# start of RECORDS SUPPLIED

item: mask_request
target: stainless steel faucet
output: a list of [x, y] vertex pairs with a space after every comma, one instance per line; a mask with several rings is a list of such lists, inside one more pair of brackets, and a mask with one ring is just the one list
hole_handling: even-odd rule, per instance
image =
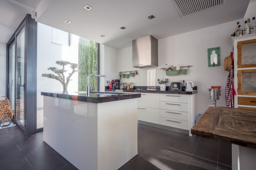
[[91, 88], [90, 87], [90, 76], [103, 76], [105, 78], [106, 75], [100, 75], [100, 74], [89, 74], [87, 76], [87, 86], [86, 87], [85, 90], [87, 94], [90, 94], [90, 92], [91, 91]]

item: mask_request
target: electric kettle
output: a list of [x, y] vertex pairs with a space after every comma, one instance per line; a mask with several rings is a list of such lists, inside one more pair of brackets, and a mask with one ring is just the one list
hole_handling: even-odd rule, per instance
[[194, 87], [194, 82], [191, 80], [187, 80], [186, 82], [186, 91], [193, 91]]

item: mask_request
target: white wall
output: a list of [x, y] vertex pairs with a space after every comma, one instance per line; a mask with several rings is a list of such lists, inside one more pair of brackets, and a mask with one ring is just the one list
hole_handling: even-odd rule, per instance
[[[0, 96], [6, 96], [6, 45], [0, 43]], [[4, 100], [1, 98], [0, 100]]]
[[[242, 28], [244, 20], [256, 16], [256, 2], [250, 3], [244, 19], [240, 20]], [[198, 86], [196, 94], [197, 114], [203, 113], [212, 100], [209, 98], [208, 89], [211, 86], [221, 86], [222, 96], [217, 101], [217, 105], [225, 106], [225, 86], [228, 72], [224, 70], [224, 59], [232, 50], [230, 43], [230, 35], [234, 32], [236, 20], [219, 25], [198, 30], [195, 31], [168, 37], [158, 40], [159, 66], [156, 68], [139, 69], [139, 76], [133, 80], [123, 80], [123, 82], [135, 82], [136, 86], [147, 86], [147, 70], [156, 70], [156, 80], [167, 78], [170, 82], [180, 80], [192, 80]], [[220, 47], [220, 66], [208, 66], [207, 49]], [[119, 70], [136, 70], [132, 65], [132, 47], [118, 50]], [[166, 76], [165, 72], [160, 68], [168, 64], [173, 66], [192, 65], [187, 75]], [[158, 84], [158, 83], [156, 84]]]
[[[118, 79], [117, 50], [108, 46], [101, 44], [100, 46], [100, 72], [105, 74], [104, 78], [100, 78], [100, 90], [104, 90], [106, 81]], [[102, 83], [104, 82], [104, 84]]]
[[[43, 106], [43, 96], [41, 92], [61, 92], [62, 86], [58, 80], [42, 76], [42, 74], [53, 72], [47, 68], [50, 66], [60, 68], [55, 64], [56, 60], [67, 60], [72, 63], [78, 63], [79, 37], [71, 35], [71, 46], [68, 46], [52, 42], [52, 28], [38, 23], [37, 34], [37, 107]], [[70, 72], [69, 67], [65, 70]], [[78, 90], [78, 76], [75, 72], [71, 77], [72, 80], [68, 86], [68, 92]], [[68, 75], [66, 75], [66, 76]]]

# end of RECORDS SUPPLIED

- [WHAT YOU ARE ASKED TO DO]
Rewrite the entries from the start up to and including the line with "92], [91, 91]]". Scale every vertex coordinate in the answers by 2.2 and round to whole numbers, with halves rounding up. Keep everything else in those lines unchanged, leave the picture out, and give only those lines.

- [REPLY TO THE TASK]
item: mask_request
target: stainless steel faucet
output: a list of [x, y] vertex pairs with a space after every comma, one instance per line; a mask with several rings is a list of such lists, inside one more pair of brackets, and a mask with one ring is just the one list
hole_handling: even-odd rule, per instance
image =
[[200, 194], [198, 191], [198, 167], [227, 167], [231, 172], [233, 165], [220, 165], [220, 163], [196, 163], [191, 167], [191, 189], [189, 191], [187, 198], [191, 207], [198, 207], [198, 202], [200, 200]]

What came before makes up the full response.